Word for word, restate every record, though not the pictures.

» **Supplied records**:
=======

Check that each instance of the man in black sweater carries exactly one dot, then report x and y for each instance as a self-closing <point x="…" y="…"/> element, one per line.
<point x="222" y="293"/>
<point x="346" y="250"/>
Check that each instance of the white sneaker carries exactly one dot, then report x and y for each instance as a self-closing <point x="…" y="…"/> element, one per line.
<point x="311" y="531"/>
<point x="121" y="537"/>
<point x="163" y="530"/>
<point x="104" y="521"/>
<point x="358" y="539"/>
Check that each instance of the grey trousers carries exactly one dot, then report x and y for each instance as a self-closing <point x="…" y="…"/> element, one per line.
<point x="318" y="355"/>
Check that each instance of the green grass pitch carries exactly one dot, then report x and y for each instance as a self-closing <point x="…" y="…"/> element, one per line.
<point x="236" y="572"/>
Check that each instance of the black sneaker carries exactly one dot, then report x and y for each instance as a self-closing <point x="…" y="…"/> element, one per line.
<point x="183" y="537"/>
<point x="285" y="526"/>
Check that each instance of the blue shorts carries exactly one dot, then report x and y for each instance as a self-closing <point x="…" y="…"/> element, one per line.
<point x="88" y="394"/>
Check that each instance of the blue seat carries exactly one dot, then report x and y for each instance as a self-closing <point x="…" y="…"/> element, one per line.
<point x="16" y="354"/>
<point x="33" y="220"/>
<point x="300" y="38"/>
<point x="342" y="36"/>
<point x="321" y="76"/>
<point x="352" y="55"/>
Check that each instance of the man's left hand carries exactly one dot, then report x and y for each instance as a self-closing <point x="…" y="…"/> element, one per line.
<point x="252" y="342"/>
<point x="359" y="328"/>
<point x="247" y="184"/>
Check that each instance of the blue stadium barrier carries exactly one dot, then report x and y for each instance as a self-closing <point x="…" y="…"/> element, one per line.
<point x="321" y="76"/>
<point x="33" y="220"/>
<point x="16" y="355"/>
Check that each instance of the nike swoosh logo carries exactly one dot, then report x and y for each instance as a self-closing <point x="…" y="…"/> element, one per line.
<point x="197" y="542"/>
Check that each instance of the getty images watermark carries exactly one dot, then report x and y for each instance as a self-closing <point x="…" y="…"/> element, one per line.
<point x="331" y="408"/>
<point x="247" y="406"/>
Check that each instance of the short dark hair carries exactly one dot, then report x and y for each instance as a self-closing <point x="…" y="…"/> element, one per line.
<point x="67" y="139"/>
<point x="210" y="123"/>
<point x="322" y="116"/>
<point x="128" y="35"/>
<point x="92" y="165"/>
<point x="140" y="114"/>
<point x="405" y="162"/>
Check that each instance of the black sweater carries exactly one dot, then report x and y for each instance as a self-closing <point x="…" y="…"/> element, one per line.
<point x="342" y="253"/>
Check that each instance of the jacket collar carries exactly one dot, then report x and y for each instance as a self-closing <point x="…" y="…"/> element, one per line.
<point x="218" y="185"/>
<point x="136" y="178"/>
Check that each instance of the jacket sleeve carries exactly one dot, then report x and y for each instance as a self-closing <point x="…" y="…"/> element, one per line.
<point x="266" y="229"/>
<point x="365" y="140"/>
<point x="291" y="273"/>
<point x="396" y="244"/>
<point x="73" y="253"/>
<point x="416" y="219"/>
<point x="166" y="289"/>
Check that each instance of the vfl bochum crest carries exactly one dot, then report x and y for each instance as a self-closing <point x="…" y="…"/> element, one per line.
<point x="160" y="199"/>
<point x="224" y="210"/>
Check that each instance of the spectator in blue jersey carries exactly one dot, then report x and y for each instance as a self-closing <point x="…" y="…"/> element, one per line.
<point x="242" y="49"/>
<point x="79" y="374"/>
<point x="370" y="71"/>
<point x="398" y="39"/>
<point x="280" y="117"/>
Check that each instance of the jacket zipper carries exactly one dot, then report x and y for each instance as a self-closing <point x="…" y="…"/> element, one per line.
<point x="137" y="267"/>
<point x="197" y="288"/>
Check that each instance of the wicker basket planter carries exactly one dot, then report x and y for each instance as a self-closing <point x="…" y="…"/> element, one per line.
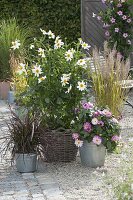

=======

» **Result below**:
Check that each instance of the man in black sweater carries exactly one dot, then report x and y for each instance as a self-closing <point x="…" y="…"/> element, one per line.
<point x="222" y="293"/>
<point x="346" y="250"/>
Check that each instance of the white sneaker carries exactly one dot, then report x and y for each instance as a self-closing <point x="…" y="…"/> element, one per line.
<point x="311" y="531"/>
<point x="121" y="537"/>
<point x="163" y="530"/>
<point x="104" y="521"/>
<point x="358" y="539"/>
Check that each instance of the grey trousers carries exactly one dot, then report x and y for each instance as a self-closing <point x="…" y="…"/> element, one per line.
<point x="318" y="355"/>
Check that each instance of the green grass pitch carries exactly one dot, then report x and y for each instance as a self-closing <point x="…" y="…"/> element, one per line.
<point x="236" y="572"/>
Check that each instance of the black sneaker carries exactly one dot, then report x and y for each instance as a self-closing <point x="…" y="…"/> element, one per line.
<point x="183" y="537"/>
<point x="285" y="526"/>
Check that each instance of the blue shorts carries exactly one dot, then report x and y for each instance as a self-closing <point x="…" y="…"/> element, one per line.
<point x="88" y="394"/>
Check that each instance of the blue seat carries exactly one dot, then report x and y for each instance as a self-closing <point x="…" y="…"/> element, one per line.
<point x="16" y="354"/>
<point x="33" y="220"/>
<point x="300" y="38"/>
<point x="342" y="36"/>
<point x="321" y="76"/>
<point x="352" y="55"/>
Check that each instance of the man's left hand carries exactly one dot, then report x and y for each instance as a self-closing <point x="…" y="…"/> element, one per line.
<point x="252" y="342"/>
<point x="359" y="328"/>
<point x="247" y="184"/>
Check that each instance of the blue stadium barrier carries exactly one dot, then report x and y for each instance as a self-closing <point x="…" y="…"/> element, one per line.
<point x="321" y="76"/>
<point x="33" y="220"/>
<point x="16" y="355"/>
Check that each instance of the nike swoosh logo carries exactly one dot, then report x and y for each instance as a self-closing <point x="…" y="…"/> element, one per line.
<point x="197" y="542"/>
Check that each instance of the getty images watermark carries exactly one dot, then report x and y for each instance as a self-closing <point x="…" y="…"/> element, one per line.
<point x="331" y="408"/>
<point x="247" y="406"/>
Check that each instance of the short dark hair carries exactly one dot, then report x and y for each instance as a self-closing <point x="…" y="…"/> element, one per line.
<point x="67" y="139"/>
<point x="210" y="123"/>
<point x="322" y="116"/>
<point x="128" y="35"/>
<point x="92" y="165"/>
<point x="140" y="114"/>
<point x="405" y="162"/>
Check that each instance of the black sweater carries exactly one dot, then report x and y for each instance as a self-closing <point x="…" y="…"/> element, one per line.
<point x="342" y="253"/>
Check that each instance of the jacket collar carries exactly one dot, then report x and y for each instance as a self-closing <point x="…" y="…"/> element, one per line.
<point x="218" y="185"/>
<point x="136" y="178"/>
Check that each instance of the jacket sleeve carries exactly one dot, then report x and y for each instance as a self-closing <point x="…" y="…"/> element, one per line.
<point x="266" y="229"/>
<point x="365" y="140"/>
<point x="291" y="273"/>
<point x="396" y="244"/>
<point x="73" y="253"/>
<point x="416" y="219"/>
<point x="166" y="289"/>
Check that each instance of the vfl bochum crest carries exactly one dot, then report x and y for each instance as a self-closing <point x="…" y="…"/> element, one per line.
<point x="160" y="199"/>
<point x="224" y="210"/>
Check that each instance of the spectator in blue jersey carries exactly one dot, then report x and y for each instance as a self-closing <point x="…" y="…"/> element, one per line.
<point x="242" y="49"/>
<point x="79" y="374"/>
<point x="370" y="71"/>
<point x="398" y="39"/>
<point x="280" y="117"/>
Check that each instance of the jacket zipper carries exactly one dot, then report x and y for each instance as a self-closing <point x="…" y="…"/> element, one per line.
<point x="137" y="267"/>
<point x="197" y="288"/>
Check that each instance of the wicker basket planter carries exactly one dot, then report x and y for each instance as a self-closing <point x="…" y="…"/> element, one per line.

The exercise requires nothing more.